Teks Bacaan »
──────────
JAKARTA, biem.co – Tepat 7 September lalu, perayaan Hari Pembela HAM Indonesia kembali digelar, bertepatan pula dengan aksi Kamisan yang biasa dilakukan masyarakat untuk menagih janji Presiden mengenai tragedi kematian Munir Said Thalib dan kasus-kasus kematian lainnya yang belum terungkap. Kasus Munir tidak hanya penting, tapi juga pantas dikatakan sebagai pertaruhan supremasi hukum Indonesia.
Ketika menjabat Dewan Kontras, nama Munir mulai melambung sebagai seorang pejuang bagi orang-orang hilang yang diculik pada masa itu. Munir juga banyak menangani kasus hukum, diantaranya: kasus Araujo yang dituduh sebagai pemberontak melawan pemerintah untuk memerdekakan Timor timur dari Indonesia pada 1992; kasus Marsinah (seorang aktivis buruh) yang dibunuh oleh militer pada tahun 1994; kasus pembunuhan petani-petani oleh militer di Madura pada 1993, dan masih banyak lagi.
Munir juga banyak mendapatkan penghargaan-penghargaan atas keberaniannya, yakni: Right Livelihood Award (Swedia, 8 Desember 2000), Mandanjeet Singh Prize (UNESCO, 2000), Man of The Year versi majalah UMMAT, dan masih banyak lagi. Munir juga pernah menjadi Ketua Senat Mahasiswa Fakultas Hukum di Universitas Brawijaya pada 1989 dan Ketua Umum komisariat Hukum Universitas Brawijaya HMI Cabang Malang.
──────────
Data Tersimpan »
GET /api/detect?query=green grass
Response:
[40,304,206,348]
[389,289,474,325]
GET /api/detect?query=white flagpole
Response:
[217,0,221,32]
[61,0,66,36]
──────────
Tujuan Latihan » Menurut teks bacaan tentang Munir, pada tahun berapa Munir menjadi Ketua Senat Mahasiswa Fakultas Hukum di Universitas Brawijaya? Materi tidak diperlukan untuk mengerjakan latihan ini.

Jawaban Latihan » Munir menjadi Ketua Senat Mahasiswa Fakultas Hukum di Universitas Brawijaya pada tahun 1989.